Passage shown —
^^^^^^^^^^^^^^^^
Every single truly great recruiter has… this…
Want to know why some recruiters forge long and successful careers and others struggle and fade away?
Want to know why a handful of recruiters survive, even thrive, during a downturn, and generate bigger returns in the good times?
Why some love this industry, and turn it into a meaningful career, while others leave bitter and damaged?
Recruiter Equity.
I believe that all the training you have had as a recruiter, is a total waste of time, unless the skills and techniques you learnt are built on a platform of self-belief.
In business, as in life, you get treated the way you allow yourself to be treated. We all know individuals, who are always ‘the victim’. Bad things are ‘always happening to them’. If something could go wrong with a client or candidate – it will. It’s all so unfair! But the reality is, that it is their behaviour and their demeanour and their attitude that’s the problem. They are failure-magnets.
You see, the foundation point for a great recruiter is self-belief. You are the expert. Your client may be an Executive Director of a listed company, or the CEO of a multi-national conglomerate, but who knows more about the permanent recruiting market? You or him? Who interviews hundreds of candidates each year? Who negotiates salaries every day? Who knows what motivates staff in today’s marketplace? Who knows permanent market-rate salaries, or how to handle a counter-offer situation?
^^^^^^^^^^^^^^^^
Task to complete — Copy out the passage on recruiter self-belief above in full, word for word.

Recorded data —
^^^^^^^^^^^^^^^^
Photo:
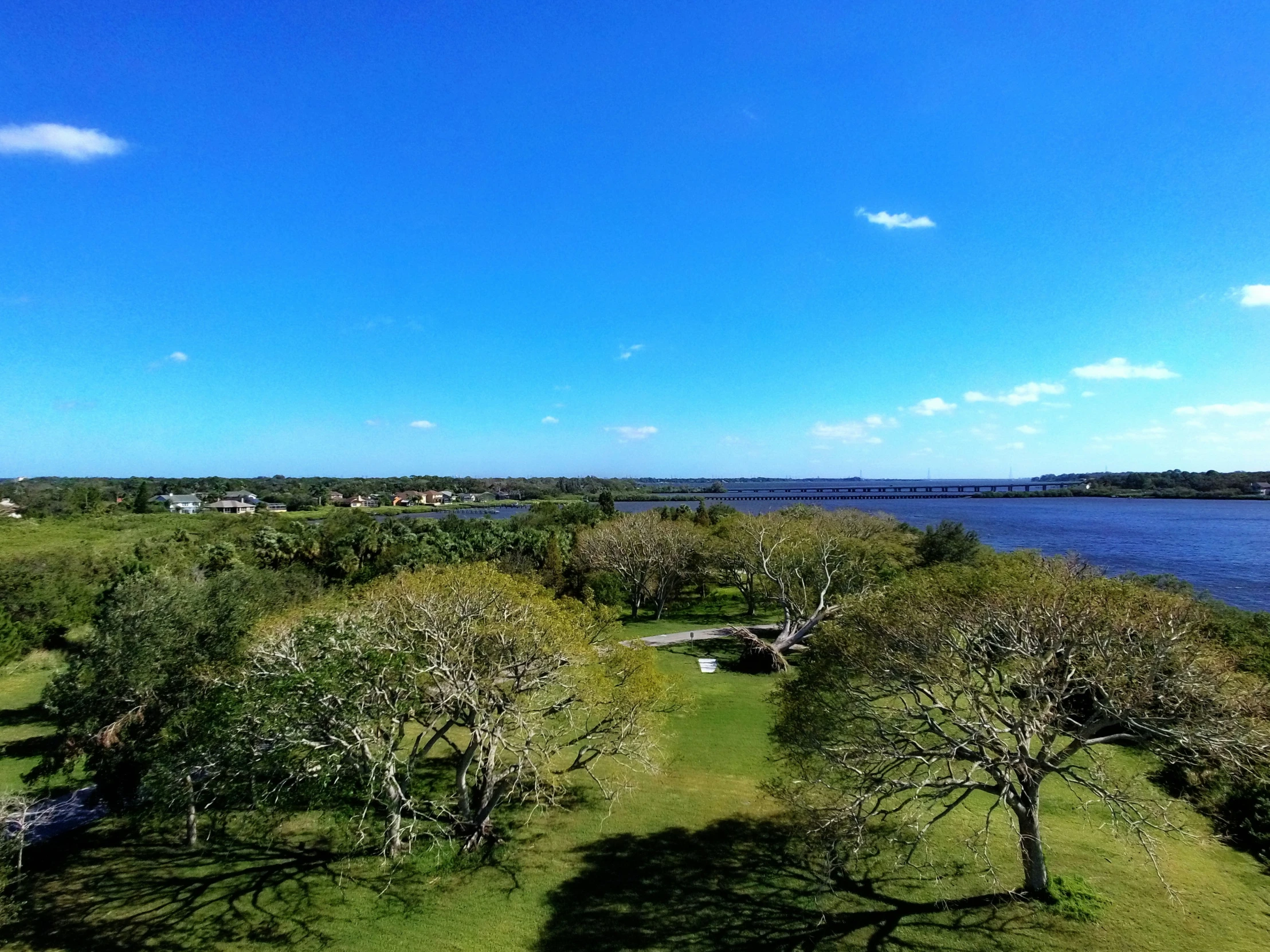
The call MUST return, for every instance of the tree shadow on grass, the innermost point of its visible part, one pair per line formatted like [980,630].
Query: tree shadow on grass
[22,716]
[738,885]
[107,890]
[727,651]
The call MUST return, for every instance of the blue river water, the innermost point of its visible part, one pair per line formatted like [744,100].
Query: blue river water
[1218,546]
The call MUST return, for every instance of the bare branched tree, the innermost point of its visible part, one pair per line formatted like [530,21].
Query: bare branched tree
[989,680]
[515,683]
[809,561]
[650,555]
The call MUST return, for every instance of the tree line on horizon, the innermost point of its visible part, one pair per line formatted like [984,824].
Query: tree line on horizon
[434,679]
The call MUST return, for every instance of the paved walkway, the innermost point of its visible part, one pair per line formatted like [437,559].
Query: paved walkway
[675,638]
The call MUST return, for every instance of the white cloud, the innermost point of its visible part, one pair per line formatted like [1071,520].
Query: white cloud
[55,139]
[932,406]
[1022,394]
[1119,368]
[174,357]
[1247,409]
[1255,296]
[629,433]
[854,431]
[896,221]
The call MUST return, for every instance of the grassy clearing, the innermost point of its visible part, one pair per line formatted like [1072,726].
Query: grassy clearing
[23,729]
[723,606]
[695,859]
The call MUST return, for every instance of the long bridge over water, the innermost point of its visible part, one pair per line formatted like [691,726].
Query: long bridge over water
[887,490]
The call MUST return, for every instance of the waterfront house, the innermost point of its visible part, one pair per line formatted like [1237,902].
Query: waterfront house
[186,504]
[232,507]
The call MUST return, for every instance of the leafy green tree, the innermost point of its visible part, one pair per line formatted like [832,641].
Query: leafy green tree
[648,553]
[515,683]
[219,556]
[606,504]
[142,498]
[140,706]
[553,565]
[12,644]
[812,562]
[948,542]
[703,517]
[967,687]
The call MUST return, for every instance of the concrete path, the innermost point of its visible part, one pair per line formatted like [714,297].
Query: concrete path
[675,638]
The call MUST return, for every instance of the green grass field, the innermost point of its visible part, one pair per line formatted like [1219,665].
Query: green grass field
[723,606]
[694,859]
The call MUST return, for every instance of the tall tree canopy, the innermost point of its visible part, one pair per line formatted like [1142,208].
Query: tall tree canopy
^^^^^^^^^^^^^^^^
The result —
Every single truly great recruiter has… this…
Want to know why some recruiters forge long and successful careers and others struggle and fade away?
Want to know why a handful of recruiters survive, even thrive, during a downturn, and generate bigger returns in the good times?
Why some love this industry, and turn it into a meaningful career, while others leave bitter and damaged?
Recruiter Equity.
I believe that all the training you have had as a recruiter, is a total waste of time, unless the skills and techniques you learnt are built on a platform of self-belief.
In business, as in life, you get treated the way you allow yourself to be treated. We all know individuals, who are always ‘the victim’. Bad things are ‘always happening to them’. If something could go wrong with a client or candidate – it will. It’s all so unfair! But the reality is, that it is their behaviour and their demeanour and their attitude that’s the problem. They are failure-magnets.
You see, the foundation point for a great recruiter is self-belief. You are the expert. Your client may be an Executive Director of a listed company, or the CEO of a multi-national conglomerate, but who knows more about the permanent recruiting market? You or him? Who interviews hundreds of candidates each year? Who negotiates salaries every day? Who knows what motivates staff in today’s marketplace? Who knows permanent market-rate salaries, or how to handle a counter-offer situation?